Consigna => Continúa, por favor, el texto sobre la película Barbarroja a partir de su última oración.

Texto de partida =>
Más que protagonista, Barbarroja resulta suerte de eje y rasero moral —con el hospital como principal escenario— de una película concebida desde lo episódico, casi de carácter coral, con capítulos diáfanamente autónomos, frutos quizás de la propia hibridación dramatúrgica que es el guión, donde se engarzaron relatos cortos reunidos bajo el título de Akahige shinryotan, del narrador Shūgorō Yamamoto, con segmentos importantes de la novela Humillados y ofendidos, del ruso Fiódor Dostoyevski, otro de los autores favoritos de Kurosawa, ya versionado catorce años antes (Hakuchi/El idiota, de 1951).

Fragmentos de un conjunto de datos =>

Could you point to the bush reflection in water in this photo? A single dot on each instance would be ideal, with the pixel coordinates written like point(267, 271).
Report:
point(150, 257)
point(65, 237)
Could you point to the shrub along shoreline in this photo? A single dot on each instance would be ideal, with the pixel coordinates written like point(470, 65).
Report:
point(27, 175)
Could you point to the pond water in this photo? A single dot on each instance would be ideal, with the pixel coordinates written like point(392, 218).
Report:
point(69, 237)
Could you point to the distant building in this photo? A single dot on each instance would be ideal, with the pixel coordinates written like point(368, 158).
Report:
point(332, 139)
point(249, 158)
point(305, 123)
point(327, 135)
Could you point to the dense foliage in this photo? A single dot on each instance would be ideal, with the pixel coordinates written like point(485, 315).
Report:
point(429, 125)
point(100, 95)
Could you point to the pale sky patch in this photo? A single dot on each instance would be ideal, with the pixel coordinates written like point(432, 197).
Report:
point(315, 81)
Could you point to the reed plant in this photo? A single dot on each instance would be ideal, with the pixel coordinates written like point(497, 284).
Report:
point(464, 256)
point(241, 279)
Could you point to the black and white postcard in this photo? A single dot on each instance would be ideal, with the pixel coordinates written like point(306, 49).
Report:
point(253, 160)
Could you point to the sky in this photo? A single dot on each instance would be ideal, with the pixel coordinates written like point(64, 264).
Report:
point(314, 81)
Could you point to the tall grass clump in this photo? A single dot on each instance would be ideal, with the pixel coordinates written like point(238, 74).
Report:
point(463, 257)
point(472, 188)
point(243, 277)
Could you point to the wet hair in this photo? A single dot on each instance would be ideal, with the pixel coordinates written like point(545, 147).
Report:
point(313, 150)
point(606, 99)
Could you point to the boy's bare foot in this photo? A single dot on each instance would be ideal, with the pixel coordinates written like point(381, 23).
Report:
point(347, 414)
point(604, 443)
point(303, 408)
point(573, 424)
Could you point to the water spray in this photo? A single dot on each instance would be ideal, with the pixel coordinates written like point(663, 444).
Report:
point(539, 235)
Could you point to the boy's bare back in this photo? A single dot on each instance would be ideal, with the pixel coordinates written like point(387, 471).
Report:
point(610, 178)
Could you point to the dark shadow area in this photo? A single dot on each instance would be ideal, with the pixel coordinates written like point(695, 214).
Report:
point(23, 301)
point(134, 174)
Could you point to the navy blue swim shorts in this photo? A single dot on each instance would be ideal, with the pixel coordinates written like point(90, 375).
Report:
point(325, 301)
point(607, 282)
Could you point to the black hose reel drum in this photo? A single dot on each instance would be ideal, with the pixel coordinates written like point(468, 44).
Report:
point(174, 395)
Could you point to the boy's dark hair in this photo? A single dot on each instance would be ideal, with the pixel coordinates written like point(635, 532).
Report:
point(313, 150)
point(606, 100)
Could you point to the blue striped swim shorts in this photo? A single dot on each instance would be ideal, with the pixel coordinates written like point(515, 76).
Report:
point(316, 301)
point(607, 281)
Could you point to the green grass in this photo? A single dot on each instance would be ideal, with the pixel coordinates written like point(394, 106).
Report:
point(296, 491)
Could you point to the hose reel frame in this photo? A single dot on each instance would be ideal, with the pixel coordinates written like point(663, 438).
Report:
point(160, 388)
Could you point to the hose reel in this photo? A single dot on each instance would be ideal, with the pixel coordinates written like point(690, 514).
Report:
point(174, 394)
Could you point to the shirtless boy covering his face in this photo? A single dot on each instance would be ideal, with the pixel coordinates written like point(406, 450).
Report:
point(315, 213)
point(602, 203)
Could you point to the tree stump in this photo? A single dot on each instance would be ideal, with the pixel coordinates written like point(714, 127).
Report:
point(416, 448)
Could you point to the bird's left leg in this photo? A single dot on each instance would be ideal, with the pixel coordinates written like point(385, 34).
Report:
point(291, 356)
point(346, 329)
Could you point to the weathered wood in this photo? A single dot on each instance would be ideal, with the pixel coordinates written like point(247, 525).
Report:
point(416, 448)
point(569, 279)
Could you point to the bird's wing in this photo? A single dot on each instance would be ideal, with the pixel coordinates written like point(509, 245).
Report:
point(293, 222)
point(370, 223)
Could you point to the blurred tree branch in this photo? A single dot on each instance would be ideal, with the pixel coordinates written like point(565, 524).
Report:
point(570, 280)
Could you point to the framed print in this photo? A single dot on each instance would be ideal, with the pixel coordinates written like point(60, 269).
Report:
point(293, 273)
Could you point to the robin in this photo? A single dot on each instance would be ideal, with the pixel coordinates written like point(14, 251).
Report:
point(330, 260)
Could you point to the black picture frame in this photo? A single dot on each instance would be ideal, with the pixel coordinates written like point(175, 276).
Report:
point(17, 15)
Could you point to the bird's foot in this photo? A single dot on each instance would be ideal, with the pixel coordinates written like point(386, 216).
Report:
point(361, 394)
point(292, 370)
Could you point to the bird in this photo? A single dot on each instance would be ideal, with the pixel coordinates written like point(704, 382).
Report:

Respuesta esperada =>
Los relatos-capítulos funcionan a su vez como escalones, estadios del desarrollo ético-moral del personaje del doctor Noboru Yasumoto (asumido por Yuzo Kayama), joven profesional obligado a pasar su postgrado en Koishikawa, y cuyo adiestramiento al lado de Barbarroja devendrá primaria línea argumental, además de nexo dramatúrgico entre todas las anécdotas.
Es la cinta de marras una obra de aprendizaje, de temple espiritual y sensibilización con las aristas más dolorosas y a la vez más puras del ser humano. Barbarroja somete al malcriado Noburo a una iniciación en el estoico sendero del médico verdadero. Lo lanza de cabeza a la tina del extremo sufrimiento, tanto físico como mental y moral, materializado en las desgarradoras historias de vida que van exponiéndose como heridas descarnadas, sin ningún tipo de afeite: ni tremendismos patéticos, y mucho menos edulcoramientos melodramáticos. Más bien, Kurosawa emprende por momentos una singular indagación estética sobre la belleza de la agonía y la muerte.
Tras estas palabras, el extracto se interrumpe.